Retype every record that appears below, unchanged.

══════════════════════════════

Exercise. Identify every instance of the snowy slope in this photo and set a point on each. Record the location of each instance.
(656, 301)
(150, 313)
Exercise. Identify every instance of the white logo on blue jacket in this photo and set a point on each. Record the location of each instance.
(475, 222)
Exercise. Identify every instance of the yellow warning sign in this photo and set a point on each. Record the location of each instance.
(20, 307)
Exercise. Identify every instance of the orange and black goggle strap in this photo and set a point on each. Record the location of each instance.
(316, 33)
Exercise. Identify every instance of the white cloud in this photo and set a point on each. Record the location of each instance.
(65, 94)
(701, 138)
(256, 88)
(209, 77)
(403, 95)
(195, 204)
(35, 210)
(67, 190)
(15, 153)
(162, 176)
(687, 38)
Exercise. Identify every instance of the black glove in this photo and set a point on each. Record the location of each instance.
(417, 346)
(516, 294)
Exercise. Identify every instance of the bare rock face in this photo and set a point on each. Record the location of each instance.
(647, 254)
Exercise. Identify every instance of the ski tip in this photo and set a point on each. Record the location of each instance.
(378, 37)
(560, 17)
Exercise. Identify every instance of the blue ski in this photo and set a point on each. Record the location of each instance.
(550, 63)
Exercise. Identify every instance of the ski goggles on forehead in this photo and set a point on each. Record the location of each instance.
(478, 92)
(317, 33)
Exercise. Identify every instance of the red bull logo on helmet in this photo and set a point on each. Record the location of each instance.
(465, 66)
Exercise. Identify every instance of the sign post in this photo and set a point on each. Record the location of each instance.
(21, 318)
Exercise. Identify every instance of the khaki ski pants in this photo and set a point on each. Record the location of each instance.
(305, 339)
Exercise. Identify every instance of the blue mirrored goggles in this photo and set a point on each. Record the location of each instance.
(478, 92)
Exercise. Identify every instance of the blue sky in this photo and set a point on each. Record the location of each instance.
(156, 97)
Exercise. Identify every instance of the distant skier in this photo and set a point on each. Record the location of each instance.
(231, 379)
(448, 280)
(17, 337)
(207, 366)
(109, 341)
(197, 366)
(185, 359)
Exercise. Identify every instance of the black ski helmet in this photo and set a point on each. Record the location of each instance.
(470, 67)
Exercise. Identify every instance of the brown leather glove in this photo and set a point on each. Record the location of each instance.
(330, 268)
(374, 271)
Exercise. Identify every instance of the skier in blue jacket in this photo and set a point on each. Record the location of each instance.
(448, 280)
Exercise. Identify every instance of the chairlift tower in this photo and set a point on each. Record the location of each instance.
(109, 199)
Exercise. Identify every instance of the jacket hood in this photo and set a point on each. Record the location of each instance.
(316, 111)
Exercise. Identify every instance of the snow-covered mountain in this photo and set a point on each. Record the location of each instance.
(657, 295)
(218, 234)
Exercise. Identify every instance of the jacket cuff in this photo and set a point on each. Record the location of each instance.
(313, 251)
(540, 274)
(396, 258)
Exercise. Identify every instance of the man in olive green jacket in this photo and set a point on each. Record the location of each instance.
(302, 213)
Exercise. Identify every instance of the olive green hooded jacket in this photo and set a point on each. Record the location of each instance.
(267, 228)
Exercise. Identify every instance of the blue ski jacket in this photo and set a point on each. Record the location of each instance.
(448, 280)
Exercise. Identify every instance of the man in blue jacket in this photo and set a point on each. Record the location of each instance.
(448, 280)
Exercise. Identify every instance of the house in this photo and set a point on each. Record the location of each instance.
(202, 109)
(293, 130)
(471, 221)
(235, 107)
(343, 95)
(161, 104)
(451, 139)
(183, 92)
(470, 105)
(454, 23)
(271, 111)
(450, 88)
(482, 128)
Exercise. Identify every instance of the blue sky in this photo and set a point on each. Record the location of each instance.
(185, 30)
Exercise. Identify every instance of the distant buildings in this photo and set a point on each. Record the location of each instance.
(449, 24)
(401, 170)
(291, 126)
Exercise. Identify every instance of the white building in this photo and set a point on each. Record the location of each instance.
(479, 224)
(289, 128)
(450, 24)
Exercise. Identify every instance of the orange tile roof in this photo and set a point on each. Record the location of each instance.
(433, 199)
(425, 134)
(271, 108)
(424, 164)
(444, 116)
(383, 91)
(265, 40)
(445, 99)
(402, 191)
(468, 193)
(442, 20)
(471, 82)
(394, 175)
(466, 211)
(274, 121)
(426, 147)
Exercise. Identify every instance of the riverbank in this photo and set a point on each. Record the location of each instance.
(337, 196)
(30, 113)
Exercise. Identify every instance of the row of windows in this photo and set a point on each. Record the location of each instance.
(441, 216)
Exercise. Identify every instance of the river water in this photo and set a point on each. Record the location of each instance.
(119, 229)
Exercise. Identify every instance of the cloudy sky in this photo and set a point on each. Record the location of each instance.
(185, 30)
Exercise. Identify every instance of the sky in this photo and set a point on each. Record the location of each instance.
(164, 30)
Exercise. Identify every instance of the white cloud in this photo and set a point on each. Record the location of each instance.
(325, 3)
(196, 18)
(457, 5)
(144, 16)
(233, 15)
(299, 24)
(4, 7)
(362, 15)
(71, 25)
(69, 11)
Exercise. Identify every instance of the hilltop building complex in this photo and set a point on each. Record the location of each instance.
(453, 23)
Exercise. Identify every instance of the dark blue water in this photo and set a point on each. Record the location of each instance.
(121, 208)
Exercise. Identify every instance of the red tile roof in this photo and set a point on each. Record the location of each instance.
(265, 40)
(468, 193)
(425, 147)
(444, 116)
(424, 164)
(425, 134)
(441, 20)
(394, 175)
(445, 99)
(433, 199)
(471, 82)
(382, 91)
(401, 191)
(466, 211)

══════════════════════════════

Task response →
Exercise. Identify every instance of the snowy slope in this photo and set a point on each. Record the location of each instance.
(656, 301)
(150, 313)
Exercise. Identify every instance of the white logo on blue jacket in this photo and set a point on each. Record the location of each instance.
(475, 222)
Exercise. Identify every instance of the yellow warning sign in this photo and set a point on each. Record the location of each instance.
(20, 307)
Exercise. Identify every instance of the orange and black goggle strap in this photo and set a point on each. Record the location of each instance.
(316, 33)
Exercise. Identify every instance of the white cloud in this photo and set a point on each. Record the location of each instance.
(65, 94)
(701, 138)
(256, 88)
(209, 77)
(403, 95)
(195, 204)
(35, 210)
(67, 190)
(15, 153)
(162, 176)
(687, 38)
Exercise. Identify every instance of the black glove in this photo and set a point on each. Record the location of each instance.
(417, 346)
(516, 294)
Exercise. Identify every instance of the bare rock face in this photo and set a point on each. Record the location of each instance.
(647, 254)
Exercise. Identify every instance of the ski tip in this photo and set a point on each. Record the location of each instance.
(378, 37)
(560, 17)
Exercise. Identify every instance of the blue ski in this photo and set a point on each. Record the location of each instance.
(550, 63)
Exercise. Identify every instance of the ski goggles on forehead in this photo and set a point on each. Record the location of each instance.
(478, 92)
(317, 33)
Exercise. Identify every instance of the red bull logo on helmet in this photo and set a point on each. Record the location of each instance.
(465, 66)
Exercise. Identify every instance of the sign post in this photo and set a point on each. Record the location of each instance.
(21, 318)
Exercise. Identify every instance of the khaki ski pants in this photo and set a point on each. Record the location of each instance.
(305, 339)
Exercise. Identify every instance of the blue mirrored goggles in this photo and set a point on each. Record the location of each instance.
(478, 92)
Exercise. Identify every instance of the blue sky in this photo and set a point on each. Record the location of each instance.
(156, 97)
Exercise. Identify every instance of the distant skier in this photo and set a point on each. Record the location of each instance.
(231, 379)
(448, 280)
(17, 337)
(207, 366)
(109, 341)
(197, 366)
(185, 359)
Exercise. Identify every instance of the black ski helmet in this photo and set a point on each. Record the location of each instance.
(470, 67)
Exercise. Identify every instance of the brown leather glove in this photo and set a point on each. Record the location of each instance.
(330, 268)
(374, 271)
Exercise. Identify every instance of the skier in blue jacket in this photo and set a point on each. Record the location of each instance.
(448, 280)
Exercise. Identify every instance of the chairlift tower in this photo and set a point on each. Record the location of each instance.
(109, 199)
Exercise. Identify every instance of the jacket hood in this photo and set a point on each. Record the location of each instance.
(316, 111)
Exercise. Identify every instance of the snow-covered mountain in this photo and set a point on each. Record the location of each instance.
(657, 295)
(218, 234)
Exercise. Identify every instance of the jacket cuff in this photo and set a point on each. Record the location of each instance.
(313, 251)
(540, 274)
(396, 258)
Exercise. Identify every instance of the man in olive green jacket in this photo and set a point on each. Record the location of each instance.
(302, 213)
Exercise. Identify every instance of the olive green hooded jacket in this photo and set a point on each. Record the location of each instance.
(267, 228)
Exercise. Identify every instance of the blue ski jacket in this photo and set a point on each. Record the location of each instance.
(448, 280)
Exercise. Identify every instance of the man in blue jacket in this photo and set a point on each. Record the location of each instance.
(448, 280)
Exercise. Identify every instance of the house in this photo and set a point on each. Record the location of each instance.
(202, 109)
(293, 130)
(471, 221)
(235, 107)
(343, 95)
(161, 104)
(451, 139)
(183, 92)
(470, 105)
(454, 23)
(271, 111)
(450, 88)
(482, 128)
Exercise. Identify every instance of the blue sky in this photo and set a point on each. Record the location of each instance.
(185, 30)
Exercise. Identify every instance of the distant buildings in this photo and set a point on each. Record the location of each instance.
(449, 24)
(401, 170)
(291, 126)
Exercise. Identify every instance of the white building in this photo and set a point on each. Record the location of each instance.
(479, 224)
(289, 128)
(450, 24)
Exercise. Identify every instance of the orange tile roof in this photo and set a point on each. Record the location of each instance.
(433, 199)
(425, 134)
(271, 108)
(424, 164)
(444, 116)
(383, 91)
(265, 40)
(445, 99)
(402, 191)
(468, 193)
(442, 20)
(471, 82)
(394, 175)
(466, 211)
(274, 121)
(426, 147)
Exercise. Identify every instance of the riverbank in this photo and set a point on each. Record the location of each instance.
(337, 196)
(30, 113)
Exercise. Identify every instance of the row of windows in this photo and set a point on each. Record the location of each instance.
(441, 216)
Exercise. Identify every instance of the river water in this photo and set a point on each. Record the location of each instance.
(119, 229)
Exercise. Identify every instance of the cloudy sky in this photo and set a point on each. Record the location of each instance.
(185, 30)
Exercise. Identify every instance of the sky in this photo and set a point on each. Record the location of each instance.
(164, 30)
Exercise. Identify every instance of the white cloud in this photo and set a point on each. Record the location of each instance.
(325, 3)
(196, 18)
(457, 5)
(144, 16)
(233, 15)
(299, 24)
(4, 7)
(362, 15)
(71, 25)
(69, 11)
Exercise. Identify every instance of the hilltop building complex in this photo and set a point on each. Record the location of each instance.
(453, 23)
Exercise. Identify every instance of the dark blue water in this photo and set a point on each. Record the location of each instance.
(121, 208)
Exercise. Identify every instance of the red tile roof in this photo and set a point on each. Record the location of each instance.
(265, 40)
(468, 193)
(425, 147)
(444, 116)
(424, 164)
(425, 134)
(441, 20)
(394, 175)
(445, 99)
(433, 199)
(471, 82)
(382, 91)
(401, 191)
(466, 211)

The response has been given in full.